→ **TASK TO CARRY OUT**:
Starting from the first line below, repeat the data exactly through to the last.

Stored items from a collection:
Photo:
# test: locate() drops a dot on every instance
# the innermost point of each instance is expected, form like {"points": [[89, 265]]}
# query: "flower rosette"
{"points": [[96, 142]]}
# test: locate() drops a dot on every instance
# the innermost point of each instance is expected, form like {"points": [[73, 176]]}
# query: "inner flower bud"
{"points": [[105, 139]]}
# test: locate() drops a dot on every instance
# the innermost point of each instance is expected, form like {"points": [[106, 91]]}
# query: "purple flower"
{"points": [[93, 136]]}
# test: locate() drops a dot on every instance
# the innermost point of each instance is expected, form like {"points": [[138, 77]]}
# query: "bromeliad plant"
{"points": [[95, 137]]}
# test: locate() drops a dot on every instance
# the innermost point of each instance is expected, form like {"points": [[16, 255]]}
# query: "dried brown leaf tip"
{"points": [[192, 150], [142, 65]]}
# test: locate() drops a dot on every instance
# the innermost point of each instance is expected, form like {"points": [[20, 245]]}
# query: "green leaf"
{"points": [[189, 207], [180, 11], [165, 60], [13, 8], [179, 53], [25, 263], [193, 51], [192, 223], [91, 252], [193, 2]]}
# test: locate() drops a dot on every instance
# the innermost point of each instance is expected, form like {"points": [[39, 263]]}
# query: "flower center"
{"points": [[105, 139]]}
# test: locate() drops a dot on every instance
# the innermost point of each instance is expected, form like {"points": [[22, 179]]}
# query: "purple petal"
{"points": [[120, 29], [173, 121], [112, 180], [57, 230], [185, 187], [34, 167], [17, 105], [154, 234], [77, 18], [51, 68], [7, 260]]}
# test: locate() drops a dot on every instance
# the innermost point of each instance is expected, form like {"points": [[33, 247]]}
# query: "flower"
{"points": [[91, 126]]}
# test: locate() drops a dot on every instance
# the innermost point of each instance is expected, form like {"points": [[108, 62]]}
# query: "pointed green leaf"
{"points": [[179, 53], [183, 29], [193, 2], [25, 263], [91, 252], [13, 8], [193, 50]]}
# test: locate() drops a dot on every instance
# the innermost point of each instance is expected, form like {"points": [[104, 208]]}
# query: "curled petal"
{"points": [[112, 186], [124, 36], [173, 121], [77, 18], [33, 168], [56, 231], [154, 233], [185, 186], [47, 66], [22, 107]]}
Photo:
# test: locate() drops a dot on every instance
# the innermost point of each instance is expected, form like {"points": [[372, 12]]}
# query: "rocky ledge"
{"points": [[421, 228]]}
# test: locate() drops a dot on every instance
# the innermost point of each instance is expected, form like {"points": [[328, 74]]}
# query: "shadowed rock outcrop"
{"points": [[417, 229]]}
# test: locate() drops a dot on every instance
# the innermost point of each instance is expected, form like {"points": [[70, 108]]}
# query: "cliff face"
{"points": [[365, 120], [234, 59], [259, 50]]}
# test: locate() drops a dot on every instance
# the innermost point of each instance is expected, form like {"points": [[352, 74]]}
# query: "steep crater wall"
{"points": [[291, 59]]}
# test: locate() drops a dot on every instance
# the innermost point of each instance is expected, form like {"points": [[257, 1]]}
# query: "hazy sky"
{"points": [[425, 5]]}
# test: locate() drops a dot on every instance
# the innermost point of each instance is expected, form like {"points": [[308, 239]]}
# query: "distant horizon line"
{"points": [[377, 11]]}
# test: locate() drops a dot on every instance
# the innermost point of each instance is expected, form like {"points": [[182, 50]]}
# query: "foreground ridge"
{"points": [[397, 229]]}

→ **SOLUTION FOR THIS TASK**:
Photo:
# test: locate() drops a dot on every instance
# the innermost point of each instance is expected, form like {"points": [[89, 265]]}
# query: "flower rosette"
{"points": [[96, 142]]}
# test: locate() drops a dot on every instance
# the innermost point of each instance is expected, form like {"points": [[73, 176]]}
# query: "inner flower bud"
{"points": [[105, 139]]}
# test: locate() drops a dot on every instance
# the innermost point of each instance is expected, form like {"points": [[106, 91]]}
# query: "purple flower"
{"points": [[93, 136]]}
# test: locate() drops a dot on every instance
# the innermost point of each instance is expected, form like {"points": [[138, 77]]}
# query: "bromeliad plant"
{"points": [[95, 137]]}
# test: locate() drops a dot on every instance
# the innermost point of each instance is expected, form like {"points": [[16, 255]]}
# query: "dried brown leaf tip"
{"points": [[192, 150], [142, 65]]}
# test: locate() drops a dot on every instance
# the innermost point of each instance is expected, form like {"points": [[20, 245]]}
# query: "green leaf"
{"points": [[189, 207], [180, 11], [165, 60], [13, 8], [179, 53], [25, 263], [193, 51], [192, 223], [91, 252], [193, 2]]}
# test: locate() drops a dot on every instance
# the innermost point of each instance is expected, form like {"points": [[39, 263]]}
# query: "flower center"
{"points": [[105, 139]]}
# test: locate() drops a dot on every instance
# the innermost point of each instance is expected, form like {"points": [[22, 179]]}
# query: "purple petal"
{"points": [[120, 29], [173, 121], [112, 180], [57, 230], [185, 187], [34, 167], [17, 105], [154, 234], [77, 18], [51, 68], [7, 260]]}
# test: locate() drops a dot on every instance
# the innermost point of each instance is expected, form like {"points": [[33, 247]]}
# query: "flower"
{"points": [[91, 126]]}
# test: locate() drops a dot on every instance
# the innermost point of each instance is expected, form like {"points": [[108, 62]]}
# query: "pointed green leaf"
{"points": [[179, 53], [183, 29], [193, 2], [25, 263], [91, 252], [13, 8], [193, 50]]}
# test: locate() drops a dot on every instance
# the innermost point of each instance is expected, form like {"points": [[104, 208]]}
# query: "curled petal"
{"points": [[112, 186], [124, 36], [173, 121], [77, 18], [33, 168], [56, 231], [154, 233], [185, 186], [47, 66], [22, 107]]}
Photo:
# test: locate() drops a dot on every instance
# the innermost point of each instance is expected, form like {"points": [[372, 12]]}
# query: "rocky ledge"
{"points": [[421, 228]]}
# test: locate() drops a dot on every instance
# the innermost point of each instance is expected, form like {"points": [[328, 74]]}
# query: "shadowed rock outcrop"
{"points": [[417, 229]]}
# test: locate() drops a dot on every instance
# the innermost point of each instance is expected, form like {"points": [[70, 108]]}
# query: "cliff face"
{"points": [[365, 120], [234, 59], [259, 50]]}
# test: locate() drops a dot on every instance
# the innermost point of each instance is expected, form like {"points": [[352, 74]]}
# query: "steep crater wall"
{"points": [[291, 59]]}
# test: locate() drops a dot on every instance
# the innermost point of each instance is expected, form like {"points": [[257, 1]]}
# query: "hazy sky"
{"points": [[425, 5]]}
# test: locate() drops a dot on every instance
# the innermost point of each instance is expected, form like {"points": [[308, 239]]}
# query: "distant horizon line"
{"points": [[377, 11]]}
# test: locate() drops a dot on every instance
# the innermost point of each instance is expected, form like {"points": [[182, 50]]}
# query: "foreground ridge"
{"points": [[397, 229]]}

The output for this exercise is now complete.